課題 A => 後に掲載するレコードの全行を、「行番号」と「行内容」の2列から成るMarkdownの表として出力してください。空行は除外し、画像は表に含めないでください。

今回の設定ではZ Positionを2としましたが、なぜ2だったのか。これは次の2点のためです。
- Z Position:1に対して、高さ方向には0.5グリッド分だけ移動する
- 利用したタイルは横方向:1に対して縦方向:0.5である
以上のことから縦方向の1グリッド分の高さを持たせるためにZ Position:2が必要だったわけです。
コメント
コメント一覧 (3件)
2024年からこんばんわです。
記事を読んで大変勉強になりまして、自分もいろいろ試してみて楽しかったです。
して、一つ解決できない問題がありまして、それについて聞きたいです。
キャラクターを壁のブロックを登らせたいのですが、どうも位置のz座標を2にすれば壁に登ったことにはなるようです。
ただ壁のブロックとキャラクターは同じレイヤーになるため、ピポットの関係上、キャラクターが壁のブロックの上の面の中心の上に行くと足が壁の裏に行ってしまいます。
仕組み上そうなるのは理解できますが、ブロックの層ごとタイルマップを作って、キャラクターが上り下りするたびにレイヤーを操作しるしかないでしょうか?

課題 B => 本文中の一文「記事を読んで大変勉強になりまして、自分もいろいろ試してみて楽しかったです。」を英語に翻訳してください。

レコード一覧 =>
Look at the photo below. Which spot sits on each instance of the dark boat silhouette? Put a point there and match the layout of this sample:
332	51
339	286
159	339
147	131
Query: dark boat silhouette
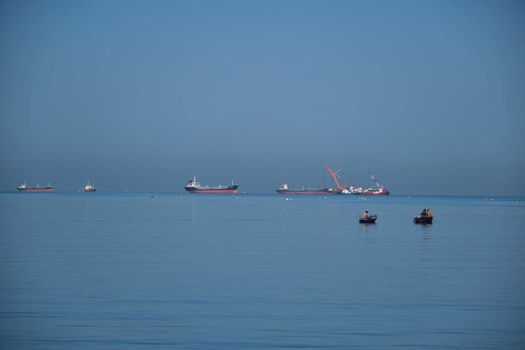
371	219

解答 A =>
| 行番号 | 行内容 |
|---|---|
| 1 | Look at the photo below. Which spot sits on each instance of the dark boat silhouette? Put a point there and match the layout of this sample: |
| 2 | 332	51 |
| 3 | 339	286 |
| 4 | 159	339 |
| 5 | 147	131 |
| 6 | Query: dark boat silhouette |
| 7 | 371	219 |

解答 B => Reading the article taught me a great deal, and I also had fun trying out various things myself.